*What the exercise asks*
Take the line that contains "If you could tag each instance of the wooden" as the first line and the final line of the records as the last; return exactly those lines and the lines between.

*Data shown*
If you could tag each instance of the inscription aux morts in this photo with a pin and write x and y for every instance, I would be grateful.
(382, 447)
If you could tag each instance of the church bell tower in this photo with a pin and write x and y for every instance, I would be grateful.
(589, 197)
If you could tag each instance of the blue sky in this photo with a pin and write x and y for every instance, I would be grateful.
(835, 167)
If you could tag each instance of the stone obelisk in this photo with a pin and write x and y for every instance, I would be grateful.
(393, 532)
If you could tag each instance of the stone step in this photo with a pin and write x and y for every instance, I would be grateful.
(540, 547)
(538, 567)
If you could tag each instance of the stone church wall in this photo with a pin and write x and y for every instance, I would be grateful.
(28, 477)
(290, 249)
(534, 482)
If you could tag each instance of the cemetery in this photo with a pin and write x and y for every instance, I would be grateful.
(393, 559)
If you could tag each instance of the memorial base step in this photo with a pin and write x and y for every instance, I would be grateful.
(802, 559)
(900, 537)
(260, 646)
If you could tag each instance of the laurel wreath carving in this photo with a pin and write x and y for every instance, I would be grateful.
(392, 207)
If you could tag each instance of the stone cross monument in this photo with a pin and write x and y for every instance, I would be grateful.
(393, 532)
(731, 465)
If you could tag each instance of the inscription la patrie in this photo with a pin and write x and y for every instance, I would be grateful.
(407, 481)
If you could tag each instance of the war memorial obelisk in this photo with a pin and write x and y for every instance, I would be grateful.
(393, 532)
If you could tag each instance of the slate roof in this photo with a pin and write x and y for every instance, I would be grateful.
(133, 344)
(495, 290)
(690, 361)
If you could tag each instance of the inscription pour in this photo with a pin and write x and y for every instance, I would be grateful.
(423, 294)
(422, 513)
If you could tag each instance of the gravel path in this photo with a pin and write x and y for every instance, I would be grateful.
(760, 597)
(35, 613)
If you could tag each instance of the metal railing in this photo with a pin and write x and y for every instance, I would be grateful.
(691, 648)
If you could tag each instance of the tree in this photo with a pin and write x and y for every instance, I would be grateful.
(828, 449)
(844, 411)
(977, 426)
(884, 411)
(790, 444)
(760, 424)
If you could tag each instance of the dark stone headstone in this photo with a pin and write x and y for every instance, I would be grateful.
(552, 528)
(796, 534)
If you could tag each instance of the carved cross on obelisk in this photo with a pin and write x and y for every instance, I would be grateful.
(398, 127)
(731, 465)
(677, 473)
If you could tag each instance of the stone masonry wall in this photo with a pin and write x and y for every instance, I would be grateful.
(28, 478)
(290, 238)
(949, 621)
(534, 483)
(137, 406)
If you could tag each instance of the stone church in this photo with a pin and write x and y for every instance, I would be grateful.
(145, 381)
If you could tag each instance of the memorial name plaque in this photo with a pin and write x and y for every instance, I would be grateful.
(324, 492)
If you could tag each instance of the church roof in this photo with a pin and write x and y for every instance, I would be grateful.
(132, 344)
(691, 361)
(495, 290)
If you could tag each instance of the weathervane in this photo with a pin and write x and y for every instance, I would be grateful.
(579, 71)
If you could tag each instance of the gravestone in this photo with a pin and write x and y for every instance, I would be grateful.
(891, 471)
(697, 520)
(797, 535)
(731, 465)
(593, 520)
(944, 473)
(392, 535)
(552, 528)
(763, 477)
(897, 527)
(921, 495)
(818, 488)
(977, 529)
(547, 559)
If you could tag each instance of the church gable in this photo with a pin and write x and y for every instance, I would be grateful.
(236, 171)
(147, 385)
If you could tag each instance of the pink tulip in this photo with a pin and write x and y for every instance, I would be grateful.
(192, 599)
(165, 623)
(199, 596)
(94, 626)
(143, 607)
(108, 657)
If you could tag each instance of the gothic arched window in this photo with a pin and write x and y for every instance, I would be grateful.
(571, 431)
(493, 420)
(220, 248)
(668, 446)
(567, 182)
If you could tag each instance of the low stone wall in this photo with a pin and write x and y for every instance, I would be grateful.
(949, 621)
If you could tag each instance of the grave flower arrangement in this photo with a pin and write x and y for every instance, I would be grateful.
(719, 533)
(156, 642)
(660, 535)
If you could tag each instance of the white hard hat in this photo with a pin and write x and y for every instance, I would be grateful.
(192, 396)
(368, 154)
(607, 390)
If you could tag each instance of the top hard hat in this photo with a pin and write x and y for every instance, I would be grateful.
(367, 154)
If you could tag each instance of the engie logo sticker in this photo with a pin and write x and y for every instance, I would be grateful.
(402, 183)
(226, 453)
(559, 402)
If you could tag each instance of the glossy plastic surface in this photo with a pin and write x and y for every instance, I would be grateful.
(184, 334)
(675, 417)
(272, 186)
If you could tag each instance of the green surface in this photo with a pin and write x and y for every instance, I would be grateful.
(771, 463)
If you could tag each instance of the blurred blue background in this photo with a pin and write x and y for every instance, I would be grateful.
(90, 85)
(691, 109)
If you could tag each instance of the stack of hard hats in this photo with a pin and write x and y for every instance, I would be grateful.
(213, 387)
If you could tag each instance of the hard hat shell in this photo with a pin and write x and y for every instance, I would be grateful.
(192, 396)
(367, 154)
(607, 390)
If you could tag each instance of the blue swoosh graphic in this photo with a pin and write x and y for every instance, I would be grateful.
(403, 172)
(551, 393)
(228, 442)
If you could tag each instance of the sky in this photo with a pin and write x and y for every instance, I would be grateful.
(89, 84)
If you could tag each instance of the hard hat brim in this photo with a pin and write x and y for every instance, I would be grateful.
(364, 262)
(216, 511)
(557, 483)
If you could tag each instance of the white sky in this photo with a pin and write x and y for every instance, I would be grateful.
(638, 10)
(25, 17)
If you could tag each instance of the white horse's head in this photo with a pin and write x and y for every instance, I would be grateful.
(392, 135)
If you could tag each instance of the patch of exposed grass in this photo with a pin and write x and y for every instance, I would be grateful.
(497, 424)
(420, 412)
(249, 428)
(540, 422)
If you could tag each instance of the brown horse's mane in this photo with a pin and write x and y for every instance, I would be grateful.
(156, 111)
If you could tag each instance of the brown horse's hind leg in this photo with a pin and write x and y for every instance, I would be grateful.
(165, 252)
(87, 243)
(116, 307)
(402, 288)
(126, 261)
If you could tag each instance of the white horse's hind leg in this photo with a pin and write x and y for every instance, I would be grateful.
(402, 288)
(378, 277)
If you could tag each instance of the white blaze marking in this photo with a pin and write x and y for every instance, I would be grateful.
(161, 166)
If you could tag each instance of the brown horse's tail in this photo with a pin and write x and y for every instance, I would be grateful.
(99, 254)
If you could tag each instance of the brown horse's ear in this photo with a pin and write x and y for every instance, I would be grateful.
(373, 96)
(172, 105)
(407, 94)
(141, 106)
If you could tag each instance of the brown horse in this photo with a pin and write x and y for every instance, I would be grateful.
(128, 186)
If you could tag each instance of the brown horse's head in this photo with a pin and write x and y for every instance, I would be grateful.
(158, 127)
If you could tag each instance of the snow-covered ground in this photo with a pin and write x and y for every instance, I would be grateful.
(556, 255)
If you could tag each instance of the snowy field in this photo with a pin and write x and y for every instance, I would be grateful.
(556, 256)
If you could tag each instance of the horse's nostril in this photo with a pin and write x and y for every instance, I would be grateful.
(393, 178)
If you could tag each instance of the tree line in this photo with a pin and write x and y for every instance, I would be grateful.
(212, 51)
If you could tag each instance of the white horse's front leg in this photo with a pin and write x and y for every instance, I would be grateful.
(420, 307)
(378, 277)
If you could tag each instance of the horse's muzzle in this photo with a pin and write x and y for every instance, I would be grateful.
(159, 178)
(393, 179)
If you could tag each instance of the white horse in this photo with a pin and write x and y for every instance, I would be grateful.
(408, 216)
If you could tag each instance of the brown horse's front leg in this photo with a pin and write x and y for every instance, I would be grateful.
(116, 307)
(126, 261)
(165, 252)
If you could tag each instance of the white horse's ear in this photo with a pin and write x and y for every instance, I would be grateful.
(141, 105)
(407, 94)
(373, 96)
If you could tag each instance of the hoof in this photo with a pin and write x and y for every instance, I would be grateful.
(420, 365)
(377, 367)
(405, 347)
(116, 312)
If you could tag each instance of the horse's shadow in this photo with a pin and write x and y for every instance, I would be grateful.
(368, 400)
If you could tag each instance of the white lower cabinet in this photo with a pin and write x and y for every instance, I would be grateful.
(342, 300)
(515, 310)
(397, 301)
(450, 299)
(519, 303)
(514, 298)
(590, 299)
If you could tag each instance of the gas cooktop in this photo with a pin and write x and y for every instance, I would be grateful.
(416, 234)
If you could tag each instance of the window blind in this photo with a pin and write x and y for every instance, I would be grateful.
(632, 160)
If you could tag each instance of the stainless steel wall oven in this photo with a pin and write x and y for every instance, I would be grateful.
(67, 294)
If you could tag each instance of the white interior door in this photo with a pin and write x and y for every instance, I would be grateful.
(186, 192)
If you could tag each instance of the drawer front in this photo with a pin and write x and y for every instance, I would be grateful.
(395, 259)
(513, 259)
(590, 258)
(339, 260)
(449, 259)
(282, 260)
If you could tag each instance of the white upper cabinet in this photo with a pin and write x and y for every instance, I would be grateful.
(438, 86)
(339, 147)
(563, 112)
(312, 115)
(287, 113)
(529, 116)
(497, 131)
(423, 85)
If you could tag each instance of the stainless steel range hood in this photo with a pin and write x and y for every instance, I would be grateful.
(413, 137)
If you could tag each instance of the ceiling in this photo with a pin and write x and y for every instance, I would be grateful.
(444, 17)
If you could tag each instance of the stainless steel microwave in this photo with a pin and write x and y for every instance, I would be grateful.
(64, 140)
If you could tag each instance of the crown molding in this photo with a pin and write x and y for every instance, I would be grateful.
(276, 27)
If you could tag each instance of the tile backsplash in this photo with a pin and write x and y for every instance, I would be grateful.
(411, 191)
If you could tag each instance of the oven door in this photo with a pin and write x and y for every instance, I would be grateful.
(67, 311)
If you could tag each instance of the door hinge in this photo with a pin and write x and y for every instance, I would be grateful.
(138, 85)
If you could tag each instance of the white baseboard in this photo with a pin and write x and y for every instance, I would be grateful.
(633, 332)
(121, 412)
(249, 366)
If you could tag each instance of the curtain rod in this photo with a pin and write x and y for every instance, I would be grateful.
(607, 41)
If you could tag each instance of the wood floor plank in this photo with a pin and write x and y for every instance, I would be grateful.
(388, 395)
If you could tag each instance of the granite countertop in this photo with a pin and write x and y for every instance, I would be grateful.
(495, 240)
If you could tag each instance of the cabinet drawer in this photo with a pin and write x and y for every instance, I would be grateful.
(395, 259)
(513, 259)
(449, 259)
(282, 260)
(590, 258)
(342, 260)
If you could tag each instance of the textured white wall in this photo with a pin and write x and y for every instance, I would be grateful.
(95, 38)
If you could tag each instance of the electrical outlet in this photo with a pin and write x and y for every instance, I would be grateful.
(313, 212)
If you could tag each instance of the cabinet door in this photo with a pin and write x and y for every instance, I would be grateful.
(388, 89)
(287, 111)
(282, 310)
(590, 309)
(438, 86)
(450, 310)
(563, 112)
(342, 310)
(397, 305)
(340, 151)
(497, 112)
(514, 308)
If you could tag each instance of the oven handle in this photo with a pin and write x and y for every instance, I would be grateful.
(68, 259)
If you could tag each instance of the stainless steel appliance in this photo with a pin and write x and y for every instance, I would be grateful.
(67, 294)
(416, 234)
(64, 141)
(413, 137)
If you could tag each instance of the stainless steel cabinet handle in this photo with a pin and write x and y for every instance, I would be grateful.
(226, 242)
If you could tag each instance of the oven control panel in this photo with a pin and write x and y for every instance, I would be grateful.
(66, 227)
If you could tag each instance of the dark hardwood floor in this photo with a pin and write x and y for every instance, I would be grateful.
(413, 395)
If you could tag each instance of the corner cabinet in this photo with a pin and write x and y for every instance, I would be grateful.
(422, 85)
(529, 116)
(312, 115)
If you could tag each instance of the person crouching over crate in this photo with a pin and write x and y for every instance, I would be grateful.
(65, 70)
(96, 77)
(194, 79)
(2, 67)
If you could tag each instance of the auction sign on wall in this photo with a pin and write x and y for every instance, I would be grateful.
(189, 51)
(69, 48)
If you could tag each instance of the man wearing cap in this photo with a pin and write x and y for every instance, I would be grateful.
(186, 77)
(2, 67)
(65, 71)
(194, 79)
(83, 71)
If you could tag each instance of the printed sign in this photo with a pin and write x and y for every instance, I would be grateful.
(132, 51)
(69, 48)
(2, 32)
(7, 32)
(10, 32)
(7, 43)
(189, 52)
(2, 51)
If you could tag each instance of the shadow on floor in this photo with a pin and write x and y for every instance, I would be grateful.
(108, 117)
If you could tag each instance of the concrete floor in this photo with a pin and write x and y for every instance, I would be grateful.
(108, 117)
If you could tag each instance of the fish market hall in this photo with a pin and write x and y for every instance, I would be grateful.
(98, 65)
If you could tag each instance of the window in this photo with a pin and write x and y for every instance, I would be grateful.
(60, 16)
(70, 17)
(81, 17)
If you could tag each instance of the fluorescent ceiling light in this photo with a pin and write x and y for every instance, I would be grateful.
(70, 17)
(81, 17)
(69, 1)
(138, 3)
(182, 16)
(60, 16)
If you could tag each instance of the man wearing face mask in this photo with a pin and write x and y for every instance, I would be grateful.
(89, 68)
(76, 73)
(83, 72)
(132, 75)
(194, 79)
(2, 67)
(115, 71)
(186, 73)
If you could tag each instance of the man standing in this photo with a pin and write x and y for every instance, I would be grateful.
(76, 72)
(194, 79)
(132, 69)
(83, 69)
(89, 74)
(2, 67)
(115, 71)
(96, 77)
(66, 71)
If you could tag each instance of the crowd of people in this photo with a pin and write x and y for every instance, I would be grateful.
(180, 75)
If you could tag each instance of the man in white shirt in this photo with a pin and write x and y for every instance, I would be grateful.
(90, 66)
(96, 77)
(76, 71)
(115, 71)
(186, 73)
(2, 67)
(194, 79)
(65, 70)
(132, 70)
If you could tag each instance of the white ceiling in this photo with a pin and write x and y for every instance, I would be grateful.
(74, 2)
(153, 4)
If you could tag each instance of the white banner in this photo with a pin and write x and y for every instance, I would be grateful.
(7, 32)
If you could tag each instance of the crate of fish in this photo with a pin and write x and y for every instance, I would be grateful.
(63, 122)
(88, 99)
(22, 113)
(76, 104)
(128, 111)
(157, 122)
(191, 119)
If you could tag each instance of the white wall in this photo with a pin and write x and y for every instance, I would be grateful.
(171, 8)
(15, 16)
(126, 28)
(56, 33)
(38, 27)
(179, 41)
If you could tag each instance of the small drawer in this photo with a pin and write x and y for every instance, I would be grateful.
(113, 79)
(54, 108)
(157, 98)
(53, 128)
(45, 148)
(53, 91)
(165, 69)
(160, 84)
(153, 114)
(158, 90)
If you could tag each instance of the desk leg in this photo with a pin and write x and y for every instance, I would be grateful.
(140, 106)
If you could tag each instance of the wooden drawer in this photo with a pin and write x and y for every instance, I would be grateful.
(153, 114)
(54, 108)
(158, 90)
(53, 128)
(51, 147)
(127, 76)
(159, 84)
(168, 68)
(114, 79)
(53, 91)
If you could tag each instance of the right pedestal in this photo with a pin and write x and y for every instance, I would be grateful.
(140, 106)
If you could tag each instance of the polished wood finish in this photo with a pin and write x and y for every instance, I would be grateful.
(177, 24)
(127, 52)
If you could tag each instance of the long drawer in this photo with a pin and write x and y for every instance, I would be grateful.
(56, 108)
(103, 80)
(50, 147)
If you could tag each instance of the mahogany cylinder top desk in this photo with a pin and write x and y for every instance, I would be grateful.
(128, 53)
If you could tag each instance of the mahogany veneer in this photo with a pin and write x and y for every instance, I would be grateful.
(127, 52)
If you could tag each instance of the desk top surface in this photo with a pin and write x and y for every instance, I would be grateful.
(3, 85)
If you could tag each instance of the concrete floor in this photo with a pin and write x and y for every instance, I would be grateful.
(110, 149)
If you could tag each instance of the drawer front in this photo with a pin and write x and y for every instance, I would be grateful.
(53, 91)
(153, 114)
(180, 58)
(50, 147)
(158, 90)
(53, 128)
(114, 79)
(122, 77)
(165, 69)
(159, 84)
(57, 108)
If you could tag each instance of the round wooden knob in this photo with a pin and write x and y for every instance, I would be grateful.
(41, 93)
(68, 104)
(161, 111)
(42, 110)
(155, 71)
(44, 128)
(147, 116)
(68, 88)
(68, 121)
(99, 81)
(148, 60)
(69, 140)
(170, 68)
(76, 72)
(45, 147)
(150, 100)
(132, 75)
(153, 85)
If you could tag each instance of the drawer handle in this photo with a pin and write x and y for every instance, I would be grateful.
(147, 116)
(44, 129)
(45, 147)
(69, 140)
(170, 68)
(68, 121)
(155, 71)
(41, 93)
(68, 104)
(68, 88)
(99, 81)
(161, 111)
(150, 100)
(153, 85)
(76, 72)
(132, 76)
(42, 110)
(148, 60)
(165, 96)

*Result of the exercise*
If you could tag each instance of the wooden drawer in this photo with a pin and write x and y for every instance, I would be grateful.
(153, 114)
(54, 108)
(158, 90)
(53, 128)
(51, 147)
(127, 76)
(159, 84)
(168, 68)
(114, 79)
(53, 91)
If you could tag each instance of the right pedestal in this photo with a pin and write x and y for every instance, I would be grateful.
(140, 106)
If you could tag each instance of the polished wood finish in this photo with a pin and write x and y for every instance, I would be grateful.
(177, 24)
(127, 52)
If you could tag each instance of the long drawer in this photo with a pin and write x and y for every instance, I would be grateful.
(56, 108)
(103, 80)
(50, 147)
If you could tag each instance of the mahogany cylinder top desk in this photo with a pin and write x and y for every instance, I would be grateful.
(128, 53)
If you could tag each instance of the mahogany veneer in this photo with a pin and write x and y for every instance, I would be grateful.
(127, 52)
If you could tag each instance of the desk top surface in this photo with a pin and write x and y for every instance, I would be grateful.
(3, 85)
If you could tag each instance of the concrete floor in this photo with a pin and write x and y for every instance, I would be grateful.
(110, 149)
If you could tag each instance of the drawer front in this photo with a pin and write x and y for every instance, I would be grateful.
(53, 91)
(153, 114)
(180, 58)
(50, 147)
(158, 90)
(53, 128)
(114, 79)
(122, 77)
(165, 69)
(159, 84)
(57, 108)
If you could tag each instance of the round wooden knob in this photo with a pin and write x and y for every instance, I would be grateful.
(41, 93)
(68, 104)
(161, 111)
(42, 110)
(155, 71)
(44, 128)
(147, 116)
(68, 88)
(68, 121)
(99, 81)
(148, 60)
(69, 140)
(170, 68)
(76, 72)
(45, 147)
(150, 100)
(132, 75)
(153, 85)
If you could tag each instance of the drawer handle in this photo with a pin and write x and y for every instance, I would be grateful.
(147, 116)
(44, 129)
(45, 147)
(69, 140)
(170, 68)
(68, 121)
(155, 71)
(41, 93)
(68, 104)
(68, 88)
(99, 81)
(161, 111)
(150, 100)
(153, 85)
(76, 72)
(132, 76)
(42, 110)
(148, 60)
(165, 96)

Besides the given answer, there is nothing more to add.